TASK GOAL - Please reproduce, exactly as given, the lines running from the start of the data to the line containing "Task: point to every instance of the front grille.", inclusive, and omit the pictures.
☆ ☆ ☆ ☆
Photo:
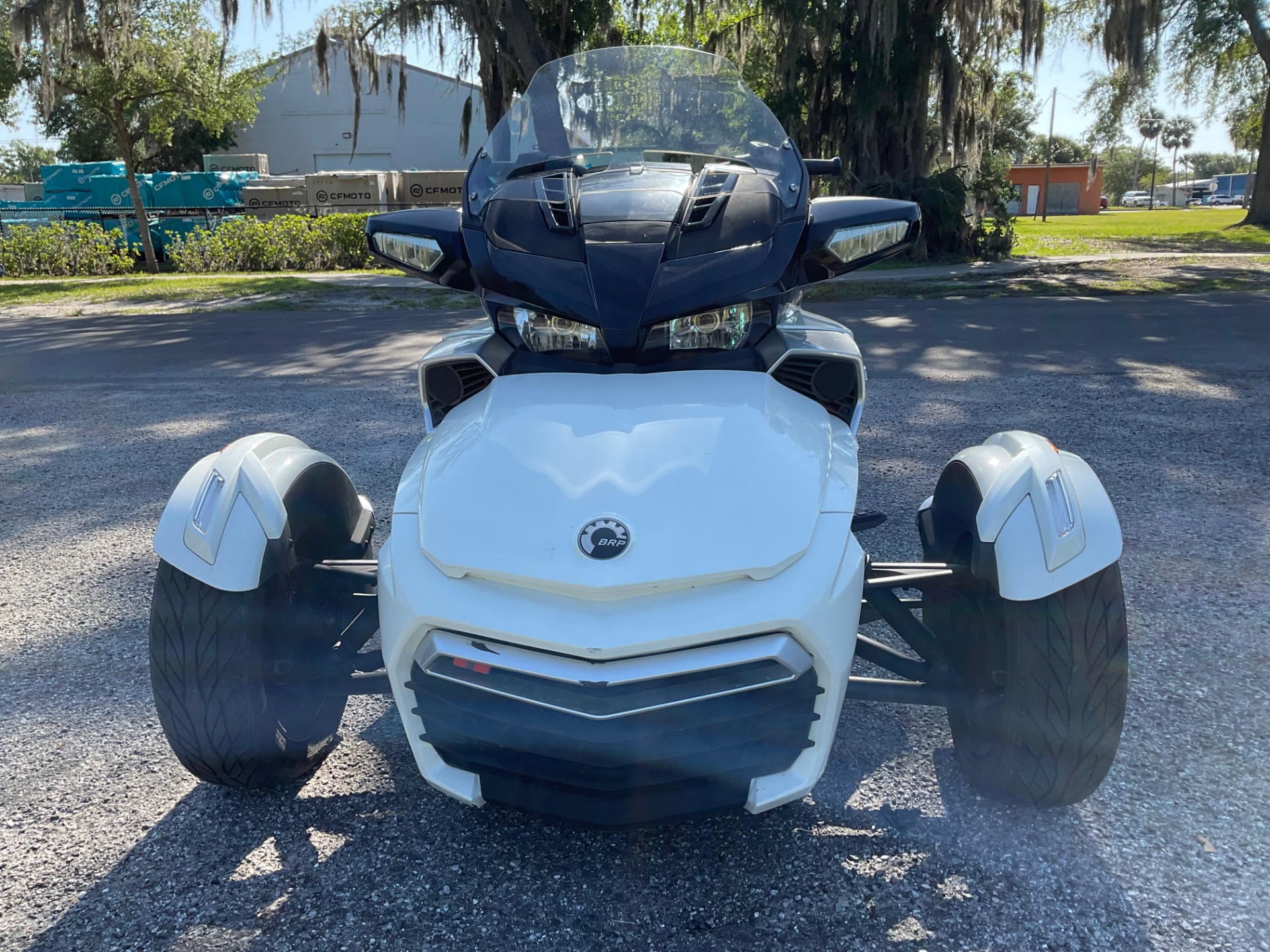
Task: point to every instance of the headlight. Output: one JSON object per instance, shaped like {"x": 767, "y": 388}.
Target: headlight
{"x": 419, "y": 253}
{"x": 545, "y": 333}
{"x": 864, "y": 240}
{"x": 720, "y": 329}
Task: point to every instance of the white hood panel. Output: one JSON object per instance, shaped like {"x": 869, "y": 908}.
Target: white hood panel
{"x": 716, "y": 474}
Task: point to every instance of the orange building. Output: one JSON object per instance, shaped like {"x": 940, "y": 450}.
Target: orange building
{"x": 1072, "y": 190}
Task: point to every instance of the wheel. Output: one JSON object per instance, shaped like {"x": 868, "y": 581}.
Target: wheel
{"x": 1053, "y": 673}
{"x": 229, "y": 676}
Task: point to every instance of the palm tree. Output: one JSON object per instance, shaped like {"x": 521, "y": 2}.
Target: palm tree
{"x": 1176, "y": 135}
{"x": 1150, "y": 125}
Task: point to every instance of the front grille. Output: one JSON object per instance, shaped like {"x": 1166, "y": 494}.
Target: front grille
{"x": 650, "y": 764}
{"x": 451, "y": 382}
{"x": 829, "y": 381}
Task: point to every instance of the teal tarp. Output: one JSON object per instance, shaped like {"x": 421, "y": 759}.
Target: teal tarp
{"x": 112, "y": 190}
{"x": 198, "y": 190}
{"x": 73, "y": 177}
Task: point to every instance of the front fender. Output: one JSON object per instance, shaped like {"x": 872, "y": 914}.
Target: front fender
{"x": 228, "y": 522}
{"x": 1043, "y": 520}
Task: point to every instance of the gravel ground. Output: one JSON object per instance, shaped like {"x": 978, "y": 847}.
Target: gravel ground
{"x": 106, "y": 843}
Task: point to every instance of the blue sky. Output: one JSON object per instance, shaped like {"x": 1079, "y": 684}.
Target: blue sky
{"x": 1064, "y": 67}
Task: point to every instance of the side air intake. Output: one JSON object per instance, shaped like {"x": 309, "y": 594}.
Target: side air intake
{"x": 556, "y": 196}
{"x": 829, "y": 381}
{"x": 708, "y": 200}
{"x": 450, "y": 383}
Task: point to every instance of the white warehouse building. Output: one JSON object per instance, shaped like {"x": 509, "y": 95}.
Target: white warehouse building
{"x": 305, "y": 128}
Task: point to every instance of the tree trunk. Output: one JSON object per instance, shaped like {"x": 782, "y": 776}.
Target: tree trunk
{"x": 1155, "y": 163}
{"x": 1259, "y": 202}
{"x": 124, "y": 139}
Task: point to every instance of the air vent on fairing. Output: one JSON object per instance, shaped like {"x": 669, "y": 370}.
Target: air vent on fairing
{"x": 709, "y": 198}
{"x": 829, "y": 381}
{"x": 447, "y": 385}
{"x": 556, "y": 196}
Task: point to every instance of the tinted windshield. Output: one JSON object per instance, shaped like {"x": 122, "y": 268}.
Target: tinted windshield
{"x": 633, "y": 104}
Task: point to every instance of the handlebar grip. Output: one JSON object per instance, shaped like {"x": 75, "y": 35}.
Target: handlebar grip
{"x": 825, "y": 167}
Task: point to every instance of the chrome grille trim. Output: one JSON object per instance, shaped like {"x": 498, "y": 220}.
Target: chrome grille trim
{"x": 788, "y": 663}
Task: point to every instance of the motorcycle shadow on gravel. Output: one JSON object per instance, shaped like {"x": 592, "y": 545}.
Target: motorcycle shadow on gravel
{"x": 366, "y": 856}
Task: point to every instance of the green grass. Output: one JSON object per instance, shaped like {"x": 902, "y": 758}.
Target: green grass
{"x": 1147, "y": 230}
{"x": 220, "y": 292}
{"x": 1179, "y": 276}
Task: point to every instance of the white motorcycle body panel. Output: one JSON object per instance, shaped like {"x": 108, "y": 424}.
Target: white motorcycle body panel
{"x": 740, "y": 507}
{"x": 718, "y": 475}
{"x": 1046, "y": 513}
{"x": 229, "y": 506}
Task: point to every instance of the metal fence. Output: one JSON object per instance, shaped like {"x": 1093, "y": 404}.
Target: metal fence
{"x": 112, "y": 218}
{"x": 183, "y": 219}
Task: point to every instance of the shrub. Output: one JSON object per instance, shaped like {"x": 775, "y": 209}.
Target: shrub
{"x": 282, "y": 243}
{"x": 943, "y": 200}
{"x": 992, "y": 190}
{"x": 63, "y": 249}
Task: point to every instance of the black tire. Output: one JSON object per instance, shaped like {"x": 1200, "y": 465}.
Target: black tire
{"x": 1053, "y": 673}
{"x": 1050, "y": 735}
{"x": 214, "y": 666}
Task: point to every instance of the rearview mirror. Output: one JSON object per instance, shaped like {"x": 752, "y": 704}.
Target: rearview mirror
{"x": 850, "y": 233}
{"x": 425, "y": 243}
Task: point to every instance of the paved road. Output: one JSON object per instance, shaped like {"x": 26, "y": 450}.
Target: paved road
{"x": 106, "y": 843}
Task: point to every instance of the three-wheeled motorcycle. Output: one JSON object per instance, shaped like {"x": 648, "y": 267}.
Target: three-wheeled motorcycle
{"x": 624, "y": 582}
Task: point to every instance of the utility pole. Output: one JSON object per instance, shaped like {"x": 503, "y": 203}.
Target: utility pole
{"x": 1049, "y": 155}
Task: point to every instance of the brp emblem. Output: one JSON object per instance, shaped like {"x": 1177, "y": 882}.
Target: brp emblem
{"x": 603, "y": 539}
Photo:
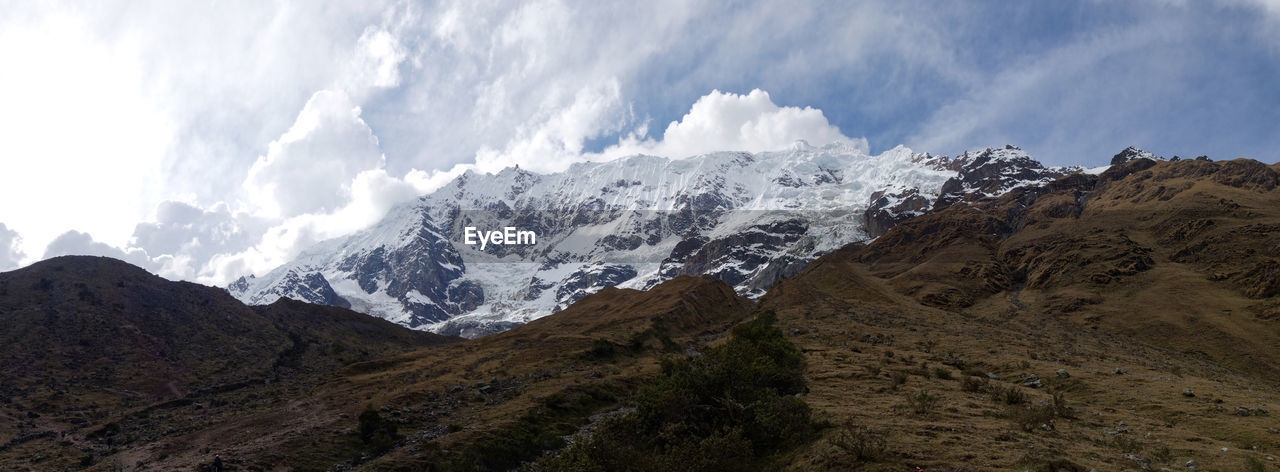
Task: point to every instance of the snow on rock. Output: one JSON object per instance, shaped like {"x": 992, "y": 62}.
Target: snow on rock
{"x": 745, "y": 218}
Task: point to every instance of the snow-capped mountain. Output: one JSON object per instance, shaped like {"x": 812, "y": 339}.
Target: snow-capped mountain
{"x": 745, "y": 218}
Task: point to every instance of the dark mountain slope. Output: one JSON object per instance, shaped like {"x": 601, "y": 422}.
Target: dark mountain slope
{"x": 1141, "y": 298}
{"x": 83, "y": 339}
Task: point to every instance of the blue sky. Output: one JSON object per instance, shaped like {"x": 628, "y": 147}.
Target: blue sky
{"x": 205, "y": 141}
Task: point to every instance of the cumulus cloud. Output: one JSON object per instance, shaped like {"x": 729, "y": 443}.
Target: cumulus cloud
{"x": 310, "y": 168}
{"x": 10, "y": 248}
{"x": 731, "y": 122}
{"x": 339, "y": 111}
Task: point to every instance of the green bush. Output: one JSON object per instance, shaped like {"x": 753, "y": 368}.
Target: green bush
{"x": 378, "y": 434}
{"x": 728, "y": 408}
{"x": 863, "y": 444}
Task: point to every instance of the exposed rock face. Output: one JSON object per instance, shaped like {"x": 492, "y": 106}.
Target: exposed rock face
{"x": 995, "y": 172}
{"x": 748, "y": 219}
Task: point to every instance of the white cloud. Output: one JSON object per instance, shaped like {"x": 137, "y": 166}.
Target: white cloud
{"x": 81, "y": 136}
{"x": 10, "y": 248}
{"x": 76, "y": 243}
{"x": 376, "y": 62}
{"x": 310, "y": 168}
{"x": 731, "y": 122}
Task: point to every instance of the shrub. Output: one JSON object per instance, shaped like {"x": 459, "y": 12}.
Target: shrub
{"x": 922, "y": 403}
{"x": 1161, "y": 454}
{"x": 378, "y": 434}
{"x": 974, "y": 384}
{"x": 942, "y": 374}
{"x": 1010, "y": 395}
{"x": 1031, "y": 417}
{"x": 899, "y": 379}
{"x": 1253, "y": 464}
{"x": 863, "y": 444}
{"x": 725, "y": 409}
{"x": 600, "y": 349}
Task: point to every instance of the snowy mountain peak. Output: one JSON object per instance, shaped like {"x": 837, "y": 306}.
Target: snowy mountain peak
{"x": 635, "y": 221}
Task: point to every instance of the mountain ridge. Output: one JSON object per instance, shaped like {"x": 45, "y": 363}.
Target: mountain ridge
{"x": 746, "y": 218}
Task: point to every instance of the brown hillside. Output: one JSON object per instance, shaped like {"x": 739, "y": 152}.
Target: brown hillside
{"x": 1162, "y": 271}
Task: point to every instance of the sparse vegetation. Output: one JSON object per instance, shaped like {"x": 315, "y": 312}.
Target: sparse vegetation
{"x": 730, "y": 408}
{"x": 942, "y": 374}
{"x": 974, "y": 384}
{"x": 1253, "y": 464}
{"x": 378, "y": 434}
{"x": 862, "y": 443}
{"x": 922, "y": 403}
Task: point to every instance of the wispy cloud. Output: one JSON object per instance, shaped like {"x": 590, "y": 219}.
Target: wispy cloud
{"x": 215, "y": 140}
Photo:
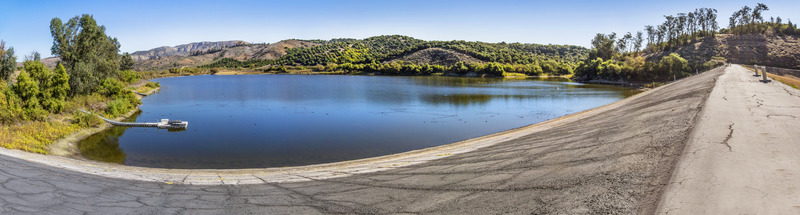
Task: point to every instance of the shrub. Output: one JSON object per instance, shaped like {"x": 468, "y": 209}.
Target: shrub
{"x": 85, "y": 120}
{"x": 128, "y": 76}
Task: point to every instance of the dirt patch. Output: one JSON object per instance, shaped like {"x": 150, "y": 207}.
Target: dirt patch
{"x": 437, "y": 56}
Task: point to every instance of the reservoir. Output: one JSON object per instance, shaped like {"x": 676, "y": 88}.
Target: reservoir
{"x": 255, "y": 121}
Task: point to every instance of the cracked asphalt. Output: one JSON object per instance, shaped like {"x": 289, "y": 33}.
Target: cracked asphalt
{"x": 617, "y": 161}
{"x": 744, "y": 153}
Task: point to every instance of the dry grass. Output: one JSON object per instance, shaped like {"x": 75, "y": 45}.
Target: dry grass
{"x": 790, "y": 80}
{"x": 34, "y": 136}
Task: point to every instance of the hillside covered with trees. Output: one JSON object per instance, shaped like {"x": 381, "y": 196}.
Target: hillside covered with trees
{"x": 380, "y": 54}
{"x": 40, "y": 104}
{"x": 690, "y": 42}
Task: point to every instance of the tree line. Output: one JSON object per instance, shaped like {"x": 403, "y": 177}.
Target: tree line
{"x": 751, "y": 21}
{"x": 378, "y": 54}
{"x": 459, "y": 68}
{"x": 91, "y": 73}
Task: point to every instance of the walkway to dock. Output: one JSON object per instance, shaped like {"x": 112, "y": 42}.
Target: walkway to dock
{"x": 164, "y": 123}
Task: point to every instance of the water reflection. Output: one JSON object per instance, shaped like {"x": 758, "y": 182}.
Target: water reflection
{"x": 252, "y": 121}
{"x": 104, "y": 146}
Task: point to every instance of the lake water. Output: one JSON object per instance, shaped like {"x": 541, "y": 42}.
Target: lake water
{"x": 250, "y": 121}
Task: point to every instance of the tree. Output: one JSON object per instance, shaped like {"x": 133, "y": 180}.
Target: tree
{"x": 637, "y": 41}
{"x": 760, "y": 8}
{"x": 651, "y": 34}
{"x": 674, "y": 65}
{"x": 34, "y": 56}
{"x": 604, "y": 45}
{"x": 59, "y": 88}
{"x": 86, "y": 52}
{"x": 28, "y": 90}
{"x": 126, "y": 62}
{"x": 8, "y": 62}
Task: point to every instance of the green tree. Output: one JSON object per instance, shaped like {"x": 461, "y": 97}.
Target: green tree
{"x": 8, "y": 62}
{"x": 88, "y": 54}
{"x": 28, "y": 90}
{"x": 59, "y": 88}
{"x": 126, "y": 62}
{"x": 674, "y": 65}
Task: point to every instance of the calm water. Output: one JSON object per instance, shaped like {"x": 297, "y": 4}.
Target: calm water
{"x": 250, "y": 121}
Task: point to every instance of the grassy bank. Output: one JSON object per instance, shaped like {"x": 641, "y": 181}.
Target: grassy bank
{"x": 790, "y": 80}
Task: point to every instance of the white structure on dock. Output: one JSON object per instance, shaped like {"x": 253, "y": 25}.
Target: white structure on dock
{"x": 163, "y": 124}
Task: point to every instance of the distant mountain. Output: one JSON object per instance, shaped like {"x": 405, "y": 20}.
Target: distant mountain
{"x": 196, "y": 54}
{"x": 185, "y": 49}
{"x": 762, "y": 49}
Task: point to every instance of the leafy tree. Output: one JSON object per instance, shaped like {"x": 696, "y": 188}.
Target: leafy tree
{"x": 126, "y": 62}
{"x": 8, "y": 62}
{"x": 86, "y": 52}
{"x": 28, "y": 90}
{"x": 674, "y": 65}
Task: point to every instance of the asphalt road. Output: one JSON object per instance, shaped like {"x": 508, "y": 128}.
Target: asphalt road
{"x": 617, "y": 161}
{"x": 744, "y": 156}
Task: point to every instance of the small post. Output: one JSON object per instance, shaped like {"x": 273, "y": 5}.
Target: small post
{"x": 764, "y": 75}
{"x": 755, "y": 67}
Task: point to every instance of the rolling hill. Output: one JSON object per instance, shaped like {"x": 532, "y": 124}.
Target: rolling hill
{"x": 770, "y": 50}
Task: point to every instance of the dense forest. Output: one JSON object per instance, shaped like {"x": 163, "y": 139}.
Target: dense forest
{"x": 39, "y": 105}
{"x": 377, "y": 54}
{"x": 624, "y": 58}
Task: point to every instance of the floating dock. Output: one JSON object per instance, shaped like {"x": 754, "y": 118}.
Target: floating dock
{"x": 163, "y": 124}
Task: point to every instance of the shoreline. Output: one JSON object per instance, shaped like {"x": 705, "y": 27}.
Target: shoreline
{"x": 299, "y": 173}
{"x": 67, "y": 146}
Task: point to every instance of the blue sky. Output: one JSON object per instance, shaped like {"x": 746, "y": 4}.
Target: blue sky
{"x": 142, "y": 25}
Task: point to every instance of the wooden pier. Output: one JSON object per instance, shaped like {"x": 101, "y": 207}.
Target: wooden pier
{"x": 163, "y": 124}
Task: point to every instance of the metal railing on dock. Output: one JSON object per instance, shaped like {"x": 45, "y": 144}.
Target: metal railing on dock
{"x": 164, "y": 123}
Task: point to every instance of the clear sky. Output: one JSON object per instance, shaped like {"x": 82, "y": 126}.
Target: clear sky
{"x": 144, "y": 24}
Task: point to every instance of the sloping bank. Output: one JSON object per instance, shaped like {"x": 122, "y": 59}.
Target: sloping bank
{"x": 612, "y": 159}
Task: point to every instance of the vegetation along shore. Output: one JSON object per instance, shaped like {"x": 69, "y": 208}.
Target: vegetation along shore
{"x": 40, "y": 97}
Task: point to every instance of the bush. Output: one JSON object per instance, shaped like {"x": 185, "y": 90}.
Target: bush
{"x": 85, "y": 120}
{"x": 153, "y": 84}
{"x": 117, "y": 107}
{"x": 112, "y": 87}
{"x": 128, "y": 76}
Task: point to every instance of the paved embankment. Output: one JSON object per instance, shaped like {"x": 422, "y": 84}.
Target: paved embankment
{"x": 744, "y": 154}
{"x": 615, "y": 159}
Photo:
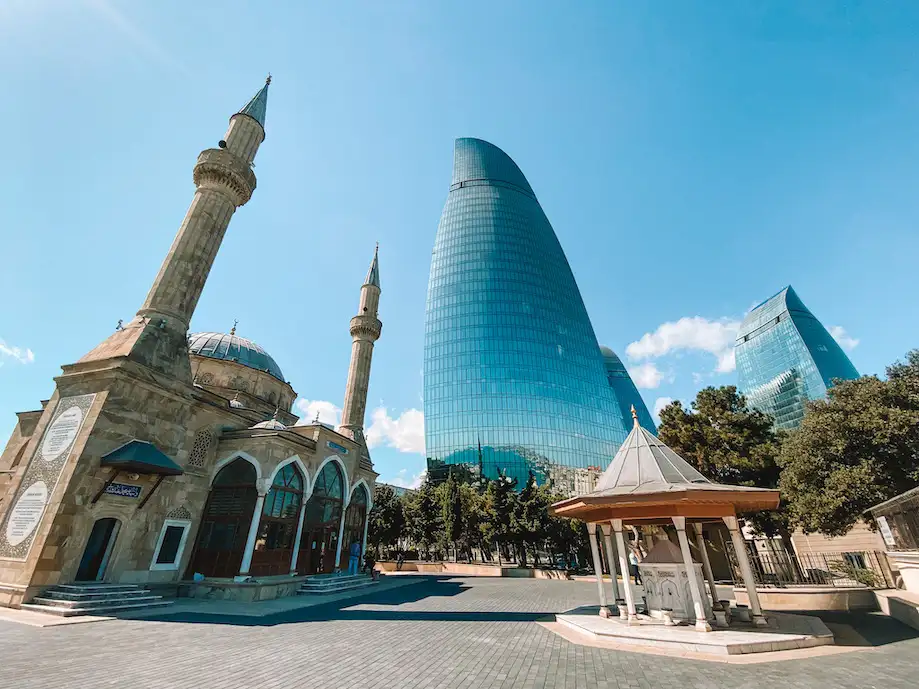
☆ ☆ ☆ ☆
OUTPUT OF THE EXERCISE -
Photo:
Task: point to every instance of the headlight. Output: one JSON object per instance, shaped like {"x": 767, "y": 388}.
Target: headlight
{"x": 419, "y": 253}
{"x": 545, "y": 333}
{"x": 864, "y": 240}
{"x": 720, "y": 329}
Task: point to every instance of the white hood panel. Output: one JSON object per instance, shaped like {"x": 869, "y": 908}.
Target: white hood panel
{"x": 716, "y": 474}
Task: point to every instance of the orange building. Output: one JSON object per instance, shaped like {"x": 940, "y": 450}.
Target: orange building
{"x": 1072, "y": 190}
Task: point to every instance of the wheel. Output: one JSON object per instance, shaped like {"x": 868, "y": 581}.
Target: wheel
{"x": 1053, "y": 673}
{"x": 229, "y": 676}
Task: point to every instance of the palm tree. Output: one JSON object per instance, shaped like {"x": 521, "y": 2}.
Target: palm tree
{"x": 1176, "y": 135}
{"x": 1150, "y": 125}
Task: point to every instance of the front grille. Output: one JSON object per instance, shaped like {"x": 1166, "y": 494}.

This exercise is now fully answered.